------ EXCERPT TO READ

The myths versus the reality of the tax plan
Myth: Everyone in North Carolina will have more money in their pocket under the new tax plan unveiled by House and Senate leaders this week.
Reality: Many people will see fewer dollars in their pockets. With the elimination of the state Earned Income Tax Credit nearly 1 million North Carolinians will likely have less money, including 64,000 military families.
Parents who send their children to child care will no longer be able to claim the child and dependent care credit and that could increase their income tax. If they own a small business, the $50,000 business income deduction is eliminated.
Other ways that the income tax load goes up—no more medical expense deduction, loss of the personal exemption, loss of the standard deduction for seniors and the deduction for retirement income. Read more here.
Myth: Tax scenarios from the Fiscal Research Division of the General Assembly show that people at all income levels will pay less taxes under the new plan.

------------
------ PROVIDED DATA

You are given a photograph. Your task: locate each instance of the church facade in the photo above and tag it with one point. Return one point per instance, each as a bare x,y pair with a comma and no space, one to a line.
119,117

------------

**HOW TO COMPLETE THIS TASK**
In the tax plan text, how many military families are among those likely to have less money once the state Earned Income Tax Credit is eliminated?

**SOLUTION**
64,000 military families.